Jangan sampai kerja sosial justru menimbulkan permasalahan baru.

Jakarta (ANTARA) - Hukuman kerja sosial yang terdapat dalam RUU KUHP kemungkinan sulit diterapkan di Indonesia karena adanya kendala pada kesiapan dan aturan teknisnya, kata kriminolog Universitas Indonesia Ni Made Martini Puteri.

Dalam paparannya yang disampaikan pada acara diskusi virtual di Jakarta, Selasa, Martini Puteri menerangkan kerja sosial membutuhkan setidaknya kesiapan pada studi awal/asesmen pada kondisi terpidana dan komunitas; pemantauan, pelaporan, dan pencatatan; evaluasi pada pengawas dan lembaga; serta kesiapan sumber daya yang profesional.

"Ketika bicara kerja sosial, mau tidak mau bicara proses yang tidak sederhana. Sebelum keputusan diambil, pertama harus ada asesmen," katanya menerangkan.

Namun, dia mempertanyakan bagaimana asesmen ini diatur nantinya dalam RUU KUHP.

Masalahnya, pasal-pasal pada RUU KUHP belum mengatur soal asesmen itu sehingga kemungkinannya ke depan hakim akan memutuskan pidana kerja sosial tanpa ada studi pendahuluan.

::::::::::

◆ **Petunjuk Pengerjaan**
• a. Identifikasi semua baris dalam catatan yang mengandung kata "keyboard", lalu salin baris-baris itu. Huruf besar dan huruf kecil dibedakan.
• b. Teruskan artikel tentang hukuman kerja sosial dalam RUU KUHP mulai dari titik artikel itu berhenti.
Artikel ini tidak berhubungan dengan catatan yang disertakan.

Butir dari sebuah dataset
::::::::::

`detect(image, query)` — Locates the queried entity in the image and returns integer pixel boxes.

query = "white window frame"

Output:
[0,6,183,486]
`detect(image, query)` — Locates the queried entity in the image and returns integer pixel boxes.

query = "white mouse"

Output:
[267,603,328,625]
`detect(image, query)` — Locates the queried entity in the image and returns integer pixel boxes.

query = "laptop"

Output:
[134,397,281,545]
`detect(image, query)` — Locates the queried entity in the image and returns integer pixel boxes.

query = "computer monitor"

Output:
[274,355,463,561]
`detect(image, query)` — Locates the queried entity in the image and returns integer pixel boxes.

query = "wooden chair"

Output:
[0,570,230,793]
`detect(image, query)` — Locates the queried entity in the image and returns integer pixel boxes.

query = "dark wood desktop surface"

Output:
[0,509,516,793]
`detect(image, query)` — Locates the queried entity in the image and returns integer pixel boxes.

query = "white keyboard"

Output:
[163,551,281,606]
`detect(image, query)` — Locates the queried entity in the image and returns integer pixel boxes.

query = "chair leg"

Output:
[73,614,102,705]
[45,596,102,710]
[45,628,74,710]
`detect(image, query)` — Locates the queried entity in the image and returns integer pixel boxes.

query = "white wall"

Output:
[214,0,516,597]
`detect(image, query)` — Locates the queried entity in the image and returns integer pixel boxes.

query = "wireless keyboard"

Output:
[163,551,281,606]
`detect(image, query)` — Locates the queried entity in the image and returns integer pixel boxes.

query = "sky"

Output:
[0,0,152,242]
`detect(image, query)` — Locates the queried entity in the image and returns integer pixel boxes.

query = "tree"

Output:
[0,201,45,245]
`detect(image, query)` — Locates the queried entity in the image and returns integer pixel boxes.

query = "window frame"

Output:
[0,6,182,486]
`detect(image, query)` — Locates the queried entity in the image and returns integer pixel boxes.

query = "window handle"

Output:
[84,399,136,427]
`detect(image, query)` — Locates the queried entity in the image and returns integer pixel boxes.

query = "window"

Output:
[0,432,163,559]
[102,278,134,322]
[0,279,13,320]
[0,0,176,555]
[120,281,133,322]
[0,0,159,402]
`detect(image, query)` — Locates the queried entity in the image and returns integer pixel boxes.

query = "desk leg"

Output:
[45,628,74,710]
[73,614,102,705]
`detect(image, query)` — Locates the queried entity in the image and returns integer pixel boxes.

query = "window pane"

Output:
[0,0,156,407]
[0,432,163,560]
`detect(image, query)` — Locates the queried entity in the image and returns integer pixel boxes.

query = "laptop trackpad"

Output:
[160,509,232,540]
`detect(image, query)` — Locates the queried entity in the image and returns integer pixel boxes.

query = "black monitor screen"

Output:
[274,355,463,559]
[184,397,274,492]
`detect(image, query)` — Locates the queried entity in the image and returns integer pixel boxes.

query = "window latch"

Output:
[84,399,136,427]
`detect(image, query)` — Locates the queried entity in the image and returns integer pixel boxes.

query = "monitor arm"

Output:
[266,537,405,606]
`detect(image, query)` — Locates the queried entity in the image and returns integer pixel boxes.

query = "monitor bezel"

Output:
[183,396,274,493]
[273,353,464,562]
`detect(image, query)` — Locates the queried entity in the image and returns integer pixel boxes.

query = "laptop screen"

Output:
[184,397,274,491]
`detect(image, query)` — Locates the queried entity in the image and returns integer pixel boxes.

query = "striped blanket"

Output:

::::::::::

◆ **Hasil Pengerjaan**
• a.
query = "white keyboard"
query = "wireless keyboard"

• b.
"Dari penelitian saya, kemampuan hakim dalam mempertimbangkan sejumlah aspek dalam kasus-kasus pelanggaran terbatas. Bisa dibayangkan jika ditambahi kerja sosial, sementara kemampuan mengolah informasi terbatas," kata Martini Puteri.

Jika problem itu tidak dipikirkan, kemungkinan ke depan kerja sosial akan tetap jadi opsi penghukuman tetapi tidak dapat dilaksanakan karena tidak ada dukungan fasilitas dan sumber daya manusia yang memadai.

Kemungkinan lainnya, kerja sosial jadi semacam panasea—kondisi ketika majelis hakim menetapkan hukuman kerja sosial pada tiap terpidana tanpa mempertimbangkan kondisi pelaku, komunitas, dan efektivitasnya.

Oleh karena itu, Martini Puteri mendorong pemerintah melakukan lebih banyak kajian terkait dengan hukuman pidana kerja sosial dan efektivitasnya. Pasalnya, penerapan kerja sosial membutuhkan anggaran yang cukup besar, terutama pada pengawasan, pelaporan, dan sumber daya profesional.

"Jangan sampai kerja sosial justru menimbulkan permasalahan baru," kata dia.

Martini Puteri juga menyampaikan pemberlakuan kerja sosial tanpa petunjuk pelaksana dapat merugikan kelompok rentan, antara lain perempuan, anak-anak, masyarakat miskin, dan penyandang disabilitas.

Tidak hanya itu, dia juga mendorong pemerintah memperbaiki sistem pencatatan kejahatan yang merujuk pada standar internasional, yaitu ICCS (International Classification of Crime for Statistical Purpose).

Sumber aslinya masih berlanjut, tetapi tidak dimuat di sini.